» 課題: 下のすべての項目を、列名を「本文」と「解答」とする2列のCSVとして表しなさい。1項目につき1行とし、項目の文とその解答をそれぞれ二重引用符で囲んだ1つのフィールドに収め、改行は空白に置き換え、画像は含めないこと。

» データ項目:
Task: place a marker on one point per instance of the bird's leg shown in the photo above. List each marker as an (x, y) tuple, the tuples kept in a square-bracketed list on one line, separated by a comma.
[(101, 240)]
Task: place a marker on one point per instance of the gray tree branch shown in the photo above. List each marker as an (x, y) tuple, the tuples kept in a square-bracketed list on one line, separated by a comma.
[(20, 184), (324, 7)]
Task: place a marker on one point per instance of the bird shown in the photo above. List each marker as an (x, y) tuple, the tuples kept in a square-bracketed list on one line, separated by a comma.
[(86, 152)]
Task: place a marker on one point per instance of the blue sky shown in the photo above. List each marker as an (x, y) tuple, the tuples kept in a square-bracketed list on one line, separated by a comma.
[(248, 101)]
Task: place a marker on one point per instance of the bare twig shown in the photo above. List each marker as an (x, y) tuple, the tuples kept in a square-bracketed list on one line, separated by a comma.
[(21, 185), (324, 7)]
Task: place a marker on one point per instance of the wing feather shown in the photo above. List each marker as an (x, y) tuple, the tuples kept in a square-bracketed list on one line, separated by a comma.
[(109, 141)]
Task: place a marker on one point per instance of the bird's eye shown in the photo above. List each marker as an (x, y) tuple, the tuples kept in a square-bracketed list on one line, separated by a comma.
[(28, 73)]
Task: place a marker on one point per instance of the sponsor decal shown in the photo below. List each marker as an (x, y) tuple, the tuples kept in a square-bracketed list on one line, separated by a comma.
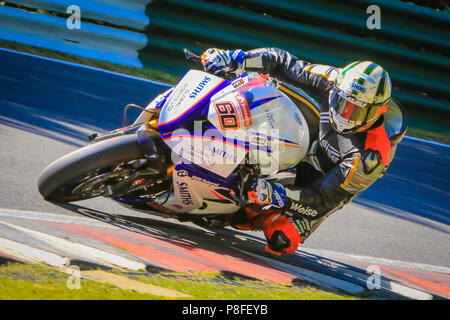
[(199, 87), (299, 208), (245, 109), (184, 193), (258, 140)]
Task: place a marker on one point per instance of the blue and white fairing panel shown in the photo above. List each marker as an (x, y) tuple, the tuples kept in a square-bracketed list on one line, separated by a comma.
[(186, 105)]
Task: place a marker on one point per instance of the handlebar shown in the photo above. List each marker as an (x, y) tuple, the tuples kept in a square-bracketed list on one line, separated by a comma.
[(190, 56)]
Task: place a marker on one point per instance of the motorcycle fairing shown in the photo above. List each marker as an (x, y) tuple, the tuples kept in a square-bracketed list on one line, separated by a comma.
[(269, 121)]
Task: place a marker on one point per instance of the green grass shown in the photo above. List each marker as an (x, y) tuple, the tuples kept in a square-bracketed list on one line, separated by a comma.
[(157, 75), (36, 282)]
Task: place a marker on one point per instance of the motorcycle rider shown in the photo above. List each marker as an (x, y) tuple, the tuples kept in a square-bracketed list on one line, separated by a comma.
[(352, 149)]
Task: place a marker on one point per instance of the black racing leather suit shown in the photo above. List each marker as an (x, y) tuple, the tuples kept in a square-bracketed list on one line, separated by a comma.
[(339, 166)]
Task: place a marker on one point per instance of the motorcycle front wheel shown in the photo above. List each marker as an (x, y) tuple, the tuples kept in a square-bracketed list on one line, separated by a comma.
[(58, 181)]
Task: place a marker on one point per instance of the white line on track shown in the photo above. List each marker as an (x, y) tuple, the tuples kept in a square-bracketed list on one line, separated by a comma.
[(80, 249)]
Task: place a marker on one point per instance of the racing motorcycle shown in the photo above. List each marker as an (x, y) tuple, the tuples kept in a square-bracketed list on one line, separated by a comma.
[(192, 152)]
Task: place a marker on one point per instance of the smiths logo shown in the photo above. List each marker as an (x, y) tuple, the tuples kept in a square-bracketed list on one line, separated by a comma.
[(358, 87), (199, 87)]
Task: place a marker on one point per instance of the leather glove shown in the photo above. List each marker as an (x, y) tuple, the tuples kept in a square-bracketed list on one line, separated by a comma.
[(217, 61)]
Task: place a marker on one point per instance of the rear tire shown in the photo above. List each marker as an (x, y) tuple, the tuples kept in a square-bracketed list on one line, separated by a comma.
[(58, 180)]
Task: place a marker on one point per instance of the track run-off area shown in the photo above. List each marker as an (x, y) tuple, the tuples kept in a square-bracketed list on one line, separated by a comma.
[(399, 226)]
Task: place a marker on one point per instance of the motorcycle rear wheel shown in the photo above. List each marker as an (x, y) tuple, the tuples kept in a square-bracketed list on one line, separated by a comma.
[(58, 180)]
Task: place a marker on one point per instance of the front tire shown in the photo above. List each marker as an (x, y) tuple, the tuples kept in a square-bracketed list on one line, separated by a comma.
[(58, 180)]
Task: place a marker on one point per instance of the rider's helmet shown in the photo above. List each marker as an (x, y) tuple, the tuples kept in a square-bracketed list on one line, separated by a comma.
[(359, 97)]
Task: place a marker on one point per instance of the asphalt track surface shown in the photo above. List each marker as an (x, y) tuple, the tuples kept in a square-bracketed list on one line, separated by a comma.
[(47, 109)]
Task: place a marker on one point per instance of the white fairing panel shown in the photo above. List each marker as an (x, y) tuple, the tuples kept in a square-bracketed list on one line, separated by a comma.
[(276, 130)]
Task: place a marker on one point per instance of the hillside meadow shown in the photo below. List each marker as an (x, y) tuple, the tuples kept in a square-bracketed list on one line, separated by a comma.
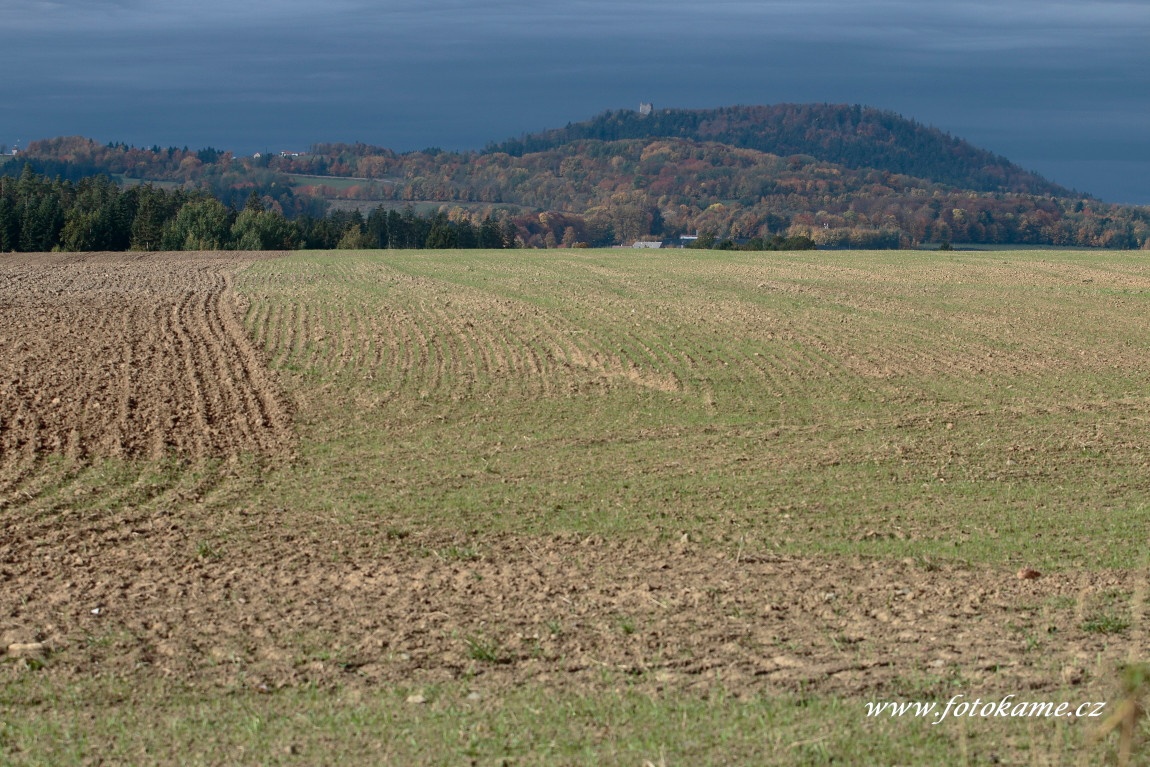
[(587, 506)]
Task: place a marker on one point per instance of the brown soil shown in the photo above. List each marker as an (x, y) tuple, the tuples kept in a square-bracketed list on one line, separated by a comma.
[(144, 357), (129, 355)]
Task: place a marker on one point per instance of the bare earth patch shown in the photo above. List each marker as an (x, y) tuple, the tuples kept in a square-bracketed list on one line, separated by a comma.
[(280, 611), (145, 357), (129, 355)]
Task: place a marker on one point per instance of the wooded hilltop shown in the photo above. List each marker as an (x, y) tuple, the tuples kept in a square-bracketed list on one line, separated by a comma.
[(836, 175)]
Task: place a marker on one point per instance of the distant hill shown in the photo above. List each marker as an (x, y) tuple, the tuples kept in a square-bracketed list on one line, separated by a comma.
[(841, 176), (851, 136)]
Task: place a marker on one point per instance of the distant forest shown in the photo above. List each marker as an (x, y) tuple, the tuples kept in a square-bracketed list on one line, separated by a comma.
[(838, 176), (96, 214)]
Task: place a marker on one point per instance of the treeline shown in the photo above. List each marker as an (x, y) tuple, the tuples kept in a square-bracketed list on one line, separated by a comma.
[(851, 136), (96, 214), (614, 192)]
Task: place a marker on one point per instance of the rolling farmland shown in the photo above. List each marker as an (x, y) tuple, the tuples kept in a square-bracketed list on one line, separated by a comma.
[(573, 478)]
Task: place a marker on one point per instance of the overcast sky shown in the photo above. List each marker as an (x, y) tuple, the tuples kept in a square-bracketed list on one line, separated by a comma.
[(1059, 87)]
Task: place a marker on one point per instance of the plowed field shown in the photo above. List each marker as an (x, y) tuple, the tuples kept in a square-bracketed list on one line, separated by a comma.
[(677, 474), (129, 355)]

» 解答:
本文,解答
"Task: place a marker on one point per instance of the bird's leg shown in the photo above. List each marker as an (x, y) tuple, the tuples kept in a square-bracketed list on one line, separated by a comma.","[(101, 240)]"
"Task: place a marker on one point per instance of the gray tree branch shown in the photo above. List each marker as an (x, y) tuple, the tuples kept in a square-bracketed list on one line, separated by a comma.","[(20, 184), (324, 7)]"
"Task: place a marker on one point per instance of the bird shown in the photo above. List each marker as an (x, y) tuple, the tuples kept in a square-bracketed list on one line, separated by a comma.","[(86, 152)]"
"Task: place a marker on one point per instance of the blue sky shown in the photo above. List each marker as an (x, y) tuple, the tuples kept in a square-bracketed list on one line, separated by a comma.","[(248, 101)]"
"Task: place a marker on one point per instance of the bare twig shown in the photo above. List each marker as an (x, y) tuple, the tuples kept in a square-bracketed list on one line, separated by a comma.","[(21, 185), (324, 7)]"
"Task: place a marker on one point per instance of the wing feather shown in the photo above. List each marker as an (x, y) tuple, the tuples kept in a square-bracketed list on one line, separated by a comma.","[(109, 141)]"
"Task: place a marker on one point per instance of the bird's eye shown in the photo above. List each marker as an (x, y) tuple, the tuples kept in a square-bracketed list on one line, separated by a comma.","[(28, 73)]"
"Task: place a marker on one point per instance of the sponsor decal shown in the photo below. List each marker as an (x, y) tuple, the tuples kept in a square-bracketed list on one line, separated by a comma.","[(199, 87), (299, 208), (245, 109), (184, 193), (258, 140)]"
"Task: place a marker on one point per instance of the blue and white fairing panel shown in the photo above. List each marker as an (x, y) tuple, the tuples kept in a square-bracketed list on one line, separated by a comma.","[(186, 105)]"
"Task: place a marker on one point per instance of the handlebar shown in the photo above. List each marker as an (x, y) tuple, the tuples kept in a square-bracketed list on one line, separated by a comma.","[(190, 56)]"
"Task: place a marker on one point per instance of the motorcycle fairing shown in the photo above. List each marker as an (x, y) tuple, the tuples kept in a square-bracketed list on one line, separated by a comma.","[(269, 121)]"
"Task: place a marker on one point per instance of the green grass shown in the photo above. List each marker as an (x, y) tuple, the tuples kept in a square-bracketed list on one line, separated by a comma.","[(157, 75), (36, 282)]"
"Task: place a marker on one point per instance of the motorcycle rider shown in the photo above. List each marker as an (x, y) tuple, the tuples kept in a square-bracketed list on one line, separated by a comma.","[(352, 149)]"
"Task: place a marker on one point per instance of the black racing leather suit shown in the photo above. List each marker as an (x, y) tuple, the tuples kept in a square-bracketed list on one line, separated by a comma.","[(339, 166)]"
"Task: place a marker on one point per instance of the motorcycle front wheel shown in the photo above. List each marker as an (x, y) tuple, the tuples kept in a square-bracketed list on one line, separated by a comma.","[(58, 181)]"
"Task: place a marker on one point per instance of the white line on track shown in the photo above. List each marker as an (x, y) tuple, the tuples kept in a square-bracketed list on one line, separated by a comma.","[(80, 249)]"
"Task: place a marker on one point per instance of the racing motorcycle shown in the photo above. List each marker as an (x, y) tuple, the tuples kept in a square-bracketed list on one line, separated by a comma.","[(192, 152)]"
"Task: place a marker on one point per instance of the smiths logo shown in the photo above. List each marker as an (x, y) tuple, the tuples kept in a square-bracketed list on one line, separated by a comma.","[(358, 87), (199, 87)]"
"Task: place a marker on one point per instance of the leather glove shown in the photo above. List each marker as an (x, y) tuple, the tuples kept in a square-bracketed list on one line, separated by a comma.","[(217, 61)]"
"Task: place a marker on one point per instance of the rear tire shown in the photo above. List each marker as an (x, y) tuple, the tuples kept in a square-bracketed list on one line, separated by a comma.","[(58, 180)]"
"Task: place a marker on one point per instance of the track run-off area shown in the photo above. List each marker as an (x, y) tuple, the tuples kept in a square-bracketed list on one line, separated by a comma.","[(399, 226)]"
"Task: place a marker on one point per instance of the motorcycle rear wheel shown in the photo above. List each marker as an (x, y) tuple, the tuples kept in a square-bracketed list on one line, separated by a comma.","[(58, 180)]"
"Task: place a marker on one point per instance of the front tire shown in the photo above. List each marker as an (x, y) tuple, the tuples kept in a square-bracketed list on one line, separated by a comma.","[(58, 180)]"
"Task: place a marker on one point per instance of the rider's helmet shown in the photo above. List each marker as an (x, y) tuple, the tuples kept in a square-bracketed list on one line, separated by a comma.","[(359, 97)]"
"Task: place a marker on one point per instance of the asphalt track surface shown in the photo above. List each marker as an (x, y) tuple, the tuples kept in a square-bracketed list on one line, separated by a comma.","[(47, 109)]"
"Task: place a marker on one point per instance of the white fairing panel shown in the photo above. List each marker as an (x, y) tuple, the tuples kept in a square-bracketed list on one line, separated by a comma.","[(276, 130)]"
"Task: place a marker on one point per instance of the hillside meadow shown in the photo below. List each marker as an (x, y) tuple, the tuples kept in a square-bracketed list on one line, separated by a comma.","[(587, 506)]"
"Task: place a marker on one point per instance of the brown soil shown in the photo above. List each marker as an (x, y) tuple, the tuples kept in a square-bracketed list on one line, separated by a comma.","[(144, 357), (129, 355)]"
"Task: place a marker on one point per instance of the bare earth patch shown in the photo above. List each marker as an (x, y) tuple, the tuples kept in a square-bracketed list on one line, separated by a comma.","[(280, 611), (145, 357), (129, 355)]"
"Task: place a marker on one point per instance of the wooded hilltop shown in the photo above. List each marker as an (x, y) tuple, the tuples kept in a square-bracketed list on one line, separated by a comma.","[(836, 175)]"
"Task: place a marker on one point per instance of the distant hill shown in the photo above. List each marker as an (x, y) tuple, the tuples kept in a square-bracketed list on one line, separated by a comma.","[(841, 176), (851, 136)]"
"Task: place a marker on one point per instance of the distant forest shown in the photo above. List each marker as an (x, y) tuple, the tuples kept in a square-bracketed list on one line, separated by a comma.","[(838, 176), (96, 214)]"
"Task: place a marker on one point per instance of the treeline shown in the photo above. List each marker as an (x, y) tuple, the tuples kept in a square-bracketed list on one line, separated by a comma.","[(851, 136), (96, 214), (614, 192)]"
"Task: place a marker on one point per instance of the rolling farmland shown in the photo above. List each marker as an (x, y) tuple, the tuples kept in a square-bracketed list on one line, separated by a comma.","[(573, 478)]"
"Task: place a marker on one point per instance of the overcast sky shown in the photo above. List each marker as an (x, y) tuple, the tuples kept in a square-bracketed list on one line, separated by a comma.","[(1059, 87)]"
"Task: place a marker on one point per instance of the plowed field shown in the photo above. List each marker as an (x, y) tuple, the tuples kept in a square-bracketed list on one line, separated by a comma.","[(677, 474), (129, 355)]"